**Document source:**
* * * *
Comédie dramatique de Witold Gombrowicz, mise en scène de Jacques Vincey, avec Hélène Alexandridis, Miglé Berekaité, Clément Bertonneau, Alain Fromager, Thomas Gonzalez, Delphine Meilland, Blaise Pettebon, Nelly Pulicani, Marie Rémond, Brice Trinel et Jacques Verzier. Optant pour le registre de la tragi-comédie perfusée d'un humour qui navigue du malicieux au noir, Jacques Vincey signe une mise en scène magistrale, intelligente et jubilatoire de "Yvonne, princesse de Bourgogne", fameux et décapant opus en forme de fable cruelle et de drame grotesque écrit dans les années 1930 par l'écrivain et auteur dramatique polonais Witold Gombrowicz.
Avec la collaboration du dramaturge Vanasay Khamphommala, il procède à une pertinente contextualisation contemporaine par transposition dans la société de l'image, du spectacle et du paraître et immersion dans le microcosme d'un "happy few" psychotique placé sous l'égide de l'oisiveté et le culte des apparences.
Dans un immense patio chic, entièrement vitré et entouré d'une luxuriante végétation équatoriale, conçu par Mathieu Lorry-Dupuy, une jeunesse dorée et futile entretient sa forme pendant que la maîtresse de maison, la reine Marguerite, s'exerce à la danse de salon avec le chambellan.
Dans cet atmosphère de luxe et d'élégance polissée, entre gens du même monde éloigné des basses contingences matérielles, sourire rivé aux lèvres, tous arborent un air d'éternel contentement. Que la vie est belle dans cette bonne société de l'image et du paraître placée sous le culte de la beauté et l'égide de l'oisiveté.
* * * *
**Matériel:**
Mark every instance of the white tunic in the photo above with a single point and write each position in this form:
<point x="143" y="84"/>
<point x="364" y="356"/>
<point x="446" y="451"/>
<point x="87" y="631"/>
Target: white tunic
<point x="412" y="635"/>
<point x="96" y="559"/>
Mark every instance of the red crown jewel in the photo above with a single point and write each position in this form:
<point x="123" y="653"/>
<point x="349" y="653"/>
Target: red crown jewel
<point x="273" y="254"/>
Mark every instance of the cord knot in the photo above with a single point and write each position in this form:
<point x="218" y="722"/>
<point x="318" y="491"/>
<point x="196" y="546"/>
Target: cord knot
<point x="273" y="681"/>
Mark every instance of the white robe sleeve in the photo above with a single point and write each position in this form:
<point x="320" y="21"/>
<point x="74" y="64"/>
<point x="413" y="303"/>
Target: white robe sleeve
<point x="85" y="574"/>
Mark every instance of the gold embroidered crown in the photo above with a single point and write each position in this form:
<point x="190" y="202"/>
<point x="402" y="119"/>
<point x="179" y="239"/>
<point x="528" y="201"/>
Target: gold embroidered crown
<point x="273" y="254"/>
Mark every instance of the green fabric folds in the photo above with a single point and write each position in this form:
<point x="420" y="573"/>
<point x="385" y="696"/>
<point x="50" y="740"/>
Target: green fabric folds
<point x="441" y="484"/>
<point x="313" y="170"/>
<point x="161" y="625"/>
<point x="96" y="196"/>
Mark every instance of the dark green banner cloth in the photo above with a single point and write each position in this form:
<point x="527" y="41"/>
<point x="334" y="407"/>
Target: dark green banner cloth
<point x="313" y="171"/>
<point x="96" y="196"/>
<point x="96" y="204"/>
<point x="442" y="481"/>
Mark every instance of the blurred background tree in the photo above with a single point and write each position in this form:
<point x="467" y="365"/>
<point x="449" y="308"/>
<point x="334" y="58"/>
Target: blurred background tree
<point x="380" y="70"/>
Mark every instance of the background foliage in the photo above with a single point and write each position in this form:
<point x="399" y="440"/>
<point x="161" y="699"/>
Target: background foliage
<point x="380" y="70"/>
* * * *
**Votre objectif:** D'après le document source, qui a conçu le patio vitré de cette mise en scène, s'il vous plaît ?

**Solution:** Mathieu Lorry-Dupuy.